--- DOCUMENT SEGMENT ---
RF comms do not transmit one bit of information per cycle of the carrier wave - that would be digital baseband communications and it requires incredible amounts of bandwidth. Incidentally, you can buy FPGAs with built-in 28 Gbps serdes hard blocks. These can serialize and deserialize data for 100G ethernet (4x25G + coding overhead). I suppose the 'fundamental' frequency in this case would actually be 14 GHz (data rate/2 - think about why this is!) and they require around 200 MHz to 14 GHz of bandwidth. They don't go all the way down to DC due to using the 64b66b line code. The frequency used to drive the serdes modules would be generated by some sort of a VCO that is phase locked to a crystal reference oscillator.
In the RF world, the message signal is modulated onto a carrier which is then upconverted to the required frequency for transmission with mixers. These balloons probably have a baseband of less than 100 MHz, meaning that initially the digital data is modulated onto a relatively low frequency carrier (intermediate frequency) of around 100 MHz. This modulation can be done digitally and the modulated IF generated by a high speed DAC. Then this frequency is translated up to 24 GHz with a 23.9 GHz oscillator and a mixer. The resulting signal will extend from 23.95 to 24.05 GHz, 100 MHz of bandwidth.

--- DATA EXCERPTS ---
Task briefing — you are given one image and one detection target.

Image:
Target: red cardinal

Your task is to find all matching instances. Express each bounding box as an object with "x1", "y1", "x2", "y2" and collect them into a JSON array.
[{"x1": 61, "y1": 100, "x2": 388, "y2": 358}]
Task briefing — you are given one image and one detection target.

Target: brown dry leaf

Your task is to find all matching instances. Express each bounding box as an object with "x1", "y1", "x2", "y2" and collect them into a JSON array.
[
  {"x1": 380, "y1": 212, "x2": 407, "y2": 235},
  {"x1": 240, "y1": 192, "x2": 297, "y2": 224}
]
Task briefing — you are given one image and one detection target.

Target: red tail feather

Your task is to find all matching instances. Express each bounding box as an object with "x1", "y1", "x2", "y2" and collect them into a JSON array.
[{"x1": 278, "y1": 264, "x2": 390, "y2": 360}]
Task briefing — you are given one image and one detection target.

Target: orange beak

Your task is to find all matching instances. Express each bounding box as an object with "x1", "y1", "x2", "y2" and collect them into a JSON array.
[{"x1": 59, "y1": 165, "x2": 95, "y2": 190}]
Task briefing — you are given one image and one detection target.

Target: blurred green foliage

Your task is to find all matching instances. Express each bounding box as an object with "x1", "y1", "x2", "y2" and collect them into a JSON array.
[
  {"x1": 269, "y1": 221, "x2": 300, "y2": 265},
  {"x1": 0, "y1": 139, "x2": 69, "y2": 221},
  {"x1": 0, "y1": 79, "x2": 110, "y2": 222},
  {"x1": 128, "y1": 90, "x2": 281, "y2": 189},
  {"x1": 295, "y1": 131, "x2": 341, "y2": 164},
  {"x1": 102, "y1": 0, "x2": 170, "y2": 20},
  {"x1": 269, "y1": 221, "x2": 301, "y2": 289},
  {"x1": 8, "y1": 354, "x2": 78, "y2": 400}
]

--- WHAT YOU HAVE TO DO ---
Can you print the entire RF modulation passage again, word for word? The items are separate material, unrelated to the RF modulation passage.

--- TASK RESULT ---
RF comms do not transmit one bit of information per cycle of the carrier wave - that would be digital baseband communications and it requires incredible amounts of bandwidth. Incidentally, you can buy FPGAs with built-in 28 Gbps serdes hard blocks. These can serialize and deserialize data for 100G ethernet (4x25G + coding overhead). I suppose the 'fundamental' frequency in this case would actually be 14 GHz (data rate/2 - think about why this is!) and they require around 200 MHz to 14 GHz of bandwidth. They don't go all the way down to DC due to using the 64b66b line code. The frequency used to drive the serdes modules would be generated by some sort of a VCO that is phase locked to a crystal reference oscillator.
In the RF world, the message signal is modulated onto a carrier which is then upconverted to the required frequency for transmission with mixers. These balloons probably have a baseband of less than 100 MHz, meaning that initially the digital data is modulated onto a relatively low frequency carrier (intermediate frequency) of around 100 MHz. This modulation can be done digitally and the modulated IF generated by a high speed DAC. Then this frequency is translated up to 24 GHz with a 23.9 GHz oscillator and a mixer. The resulting signal will extend from 23.95 to 24.05 GHz, 100 MHz of bandwidth.